» Work instructions: Repeat all of the data below word for word, but leave out the pictures.

» Recorded information:
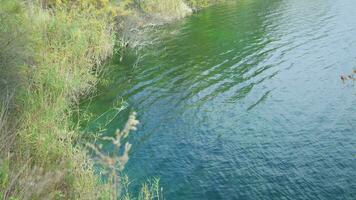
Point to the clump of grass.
(167, 9)
(68, 45)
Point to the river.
(244, 100)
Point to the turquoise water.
(244, 101)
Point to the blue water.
(244, 101)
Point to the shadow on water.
(243, 101)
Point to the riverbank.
(51, 56)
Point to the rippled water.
(244, 101)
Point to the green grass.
(50, 57)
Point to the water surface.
(244, 101)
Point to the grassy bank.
(50, 57)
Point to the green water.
(244, 101)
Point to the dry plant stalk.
(112, 165)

» Final answer:
Point to the clump of grass.
(167, 9)
(68, 45)
Point to the river.
(244, 100)
Point to the turquoise water.
(244, 101)
Point to the blue water.
(244, 101)
Point to the shadow on water.
(243, 101)
Point to the riverbank.
(51, 56)
Point to the rippled water.
(244, 101)
Point to the green grass.
(50, 57)
Point to the water surface.
(244, 101)
Point to the grassy bank.
(50, 57)
Point to the green water.
(244, 101)
Point to the dry plant stalk.
(112, 165)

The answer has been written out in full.